→ **What the task requires**
For this exercise, write out the full listing that follows exactly and skip its pictures.

→ **Input records**
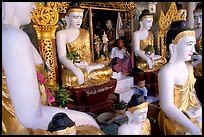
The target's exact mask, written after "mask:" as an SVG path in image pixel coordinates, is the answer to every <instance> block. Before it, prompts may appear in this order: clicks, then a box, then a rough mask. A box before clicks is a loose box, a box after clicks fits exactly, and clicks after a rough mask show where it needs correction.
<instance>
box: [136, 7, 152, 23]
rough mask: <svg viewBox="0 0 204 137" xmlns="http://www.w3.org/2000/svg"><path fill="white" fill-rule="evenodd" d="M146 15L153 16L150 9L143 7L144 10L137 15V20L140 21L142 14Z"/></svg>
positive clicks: (141, 17) (142, 15)
mask: <svg viewBox="0 0 204 137" xmlns="http://www.w3.org/2000/svg"><path fill="white" fill-rule="evenodd" d="M147 15H151V16H153V15H152V14H151V13H150V11H149V10H148V9H144V10H143V11H142V13H141V14H140V16H139V21H141V20H142V18H143V17H144V16H147Z"/></svg>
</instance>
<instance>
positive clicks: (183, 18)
mask: <svg viewBox="0 0 204 137" xmlns="http://www.w3.org/2000/svg"><path fill="white" fill-rule="evenodd" d="M176 6H177V10H178V13H179V16H180V17H181V18H182V19H183V20H186V18H187V10H186V9H184V8H183V5H182V4H180V3H178V4H177V5H176Z"/></svg>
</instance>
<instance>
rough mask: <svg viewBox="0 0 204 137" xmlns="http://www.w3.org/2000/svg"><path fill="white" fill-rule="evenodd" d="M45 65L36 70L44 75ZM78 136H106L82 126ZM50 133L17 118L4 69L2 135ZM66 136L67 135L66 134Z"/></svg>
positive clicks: (78, 132)
mask: <svg viewBox="0 0 204 137" xmlns="http://www.w3.org/2000/svg"><path fill="white" fill-rule="evenodd" d="M43 68H44V64H38V65H36V70H37V72H39V73H42V74H43ZM40 92H41V102H42V103H45V104H46V103H47V98H46V97H45V96H46V93H44V92H45V91H44V90H43V91H40ZM76 130H77V135H104V133H103V131H101V130H100V129H98V128H96V127H94V126H91V125H82V126H77V127H76ZM48 134H49V132H48V131H46V130H40V129H37V130H33V129H30V128H25V127H23V126H22V125H21V123H20V122H19V121H18V119H17V118H16V115H15V112H14V108H13V106H12V103H11V100H10V96H9V93H8V88H7V84H6V77H5V74H4V71H3V69H2V135H48ZM65 134H66V133H65Z"/></svg>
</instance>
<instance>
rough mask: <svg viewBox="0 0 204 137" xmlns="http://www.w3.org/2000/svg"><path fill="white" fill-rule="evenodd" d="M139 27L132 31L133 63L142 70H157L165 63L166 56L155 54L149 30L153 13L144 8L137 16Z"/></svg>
mask: <svg viewBox="0 0 204 137" xmlns="http://www.w3.org/2000/svg"><path fill="white" fill-rule="evenodd" d="M139 21H140V29H139V30H138V31H136V32H134V33H133V41H134V46H133V47H134V52H135V55H136V59H135V64H136V67H137V68H139V69H140V70H141V71H143V72H152V71H157V70H159V69H160V68H161V67H162V66H163V65H164V64H165V63H166V58H164V57H162V56H160V55H155V50H154V36H153V33H152V32H151V31H150V29H151V27H152V22H153V15H152V14H150V13H149V10H147V9H145V10H143V11H142V13H141V15H140V16H139Z"/></svg>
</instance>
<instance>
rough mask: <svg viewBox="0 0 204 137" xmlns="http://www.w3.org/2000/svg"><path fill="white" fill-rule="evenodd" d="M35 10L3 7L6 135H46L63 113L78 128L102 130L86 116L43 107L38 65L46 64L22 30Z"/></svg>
mask: <svg viewBox="0 0 204 137" xmlns="http://www.w3.org/2000/svg"><path fill="white" fill-rule="evenodd" d="M33 9H35V5H34V2H3V3H2V34H3V35H2V68H3V70H4V76H3V74H2V134H31V132H35V130H38V129H39V130H43V131H44V132H45V131H46V130H47V127H48V124H49V122H50V120H51V118H52V117H53V116H54V115H55V114H57V113H59V112H63V113H66V114H67V115H68V116H69V118H70V119H72V120H73V121H74V122H75V124H76V126H83V125H87V126H88V127H90V126H93V127H95V128H96V129H98V130H100V128H99V125H98V124H97V123H96V121H95V120H94V119H93V117H92V116H90V115H88V114H86V113H83V112H79V111H74V110H69V109H64V108H58V107H51V106H47V105H42V102H41V96H40V88H39V85H38V82H39V81H38V78H37V72H36V71H37V68H36V65H39V64H44V62H43V60H42V58H41V56H40V54H39V53H38V51H37V50H36V48H35V47H34V46H33V45H32V43H31V41H30V39H29V37H28V35H27V34H26V33H25V32H24V31H22V30H21V29H20V26H21V25H27V24H29V23H30V22H31V16H32V14H31V13H32V11H33ZM90 131H91V130H90Z"/></svg>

→ **Solution to the exercise**
The target's exact mask, written after "mask:" as an SVG path in image pixel coordinates, is the answer to every <instance> block. Before it, prompts may appear in this order: clicks, then a box, then a rough mask. A box before clicks is a loose box, a box after clicks fits exactly, and clicks after a rough mask show where it needs correction.
<instance>
box: [136, 7, 152, 23]
rough mask: <svg viewBox="0 0 204 137" xmlns="http://www.w3.org/2000/svg"><path fill="white" fill-rule="evenodd" d="M146 15L153 16L150 9L143 7L144 10L137 15V20L140 21L142 14Z"/></svg>
positive clicks: (141, 17) (142, 15)
mask: <svg viewBox="0 0 204 137" xmlns="http://www.w3.org/2000/svg"><path fill="white" fill-rule="evenodd" d="M147 15H151V16H153V15H152V14H151V13H150V11H149V10H148V9H144V10H143V11H142V13H141V14H140V16H139V21H141V20H142V18H143V17H144V16H147Z"/></svg>
</instance>
<instance>
positive clicks: (183, 18)
mask: <svg viewBox="0 0 204 137" xmlns="http://www.w3.org/2000/svg"><path fill="white" fill-rule="evenodd" d="M176 6H177V10H178V13H179V16H180V17H181V18H182V19H183V20H186V18H187V10H186V9H184V8H183V5H182V4H180V3H178V4H177V5H176Z"/></svg>
</instance>
<instance>
rough mask: <svg viewBox="0 0 204 137" xmlns="http://www.w3.org/2000/svg"><path fill="white" fill-rule="evenodd" d="M45 65L36 70L44 75ZM78 136H106L82 126ZM50 133L17 118L4 69L2 135ZM66 136L67 135L66 134Z"/></svg>
positive clicks: (78, 132)
mask: <svg viewBox="0 0 204 137" xmlns="http://www.w3.org/2000/svg"><path fill="white" fill-rule="evenodd" d="M43 68H44V64H38V65H36V70H37V72H39V73H42V74H43ZM40 92H41V102H42V103H45V104H46V103H47V98H46V97H45V96H46V93H44V92H45V91H44V90H43V91H40ZM76 130H77V135H104V133H103V131H101V130H100V129H98V128H96V127H94V126H91V125H82V126H77V127H76ZM48 134H49V132H48V131H46V130H40V129H37V130H33V129H30V128H25V127H23V126H22V125H21V123H20V122H19V121H18V119H17V118H16V115H15V112H14V108H13V106H12V103H11V100H10V96H9V93H8V88H7V84H6V77H5V74H4V71H3V69H2V135H48ZM65 134H66V133H65Z"/></svg>
</instance>
<instance>
rough mask: <svg viewBox="0 0 204 137" xmlns="http://www.w3.org/2000/svg"><path fill="white" fill-rule="evenodd" d="M139 27L132 31L133 63L142 70H157L165 63L166 56L155 54L149 30L153 13L144 8L137 16Z"/></svg>
mask: <svg viewBox="0 0 204 137" xmlns="http://www.w3.org/2000/svg"><path fill="white" fill-rule="evenodd" d="M139 21H140V29H139V30H138V31H136V32H134V33H133V41H134V46H133V47H134V52H135V55H136V59H135V64H136V67H137V68H139V69H140V70H141V71H143V72H152V71H157V70H159V69H160V68H161V67H162V66H163V65H164V64H165V63H166V58H164V57H162V56H160V55H155V50H154V36H153V33H152V32H151V31H150V29H151V27H152V22H153V15H152V14H150V13H149V10H147V9H145V10H143V11H142V13H141V15H140V16H139Z"/></svg>
</instance>
<instance>
rough mask: <svg viewBox="0 0 204 137" xmlns="http://www.w3.org/2000/svg"><path fill="white" fill-rule="evenodd" d="M35 10L3 7L6 135H46L63 113L78 128L102 130L86 116L43 107L38 65L46 64L22 30Z"/></svg>
mask: <svg viewBox="0 0 204 137" xmlns="http://www.w3.org/2000/svg"><path fill="white" fill-rule="evenodd" d="M33 9H35V5H34V2H3V3H2V34H3V35H2V68H3V70H4V76H3V74H2V134H31V132H35V130H38V129H39V130H43V131H44V132H45V131H46V130H47V127H48V124H49V122H50V120H51V118H52V117H53V116H54V115H55V114H57V113H59V112H63V113H66V114H67V115H68V116H69V118H70V119H72V120H73V121H74V122H75V124H76V126H83V125H87V126H88V127H90V126H93V127H95V128H96V129H98V130H100V128H99V125H98V124H97V123H96V121H95V120H94V119H93V117H92V116H90V115H88V114H86V113H83V112H79V111H74V110H69V109H64V108H58V107H51V106H47V105H42V102H41V96H40V88H39V85H38V82H39V81H38V78H37V72H36V71H37V68H36V65H39V64H44V62H43V60H42V58H41V56H40V54H39V53H38V51H37V50H36V48H35V47H34V46H33V45H32V43H31V41H30V39H29V37H28V35H27V34H26V33H25V32H24V31H22V30H21V29H20V26H21V25H27V24H29V23H30V22H31V16H32V14H31V13H32V11H33ZM90 131H91V130H90Z"/></svg>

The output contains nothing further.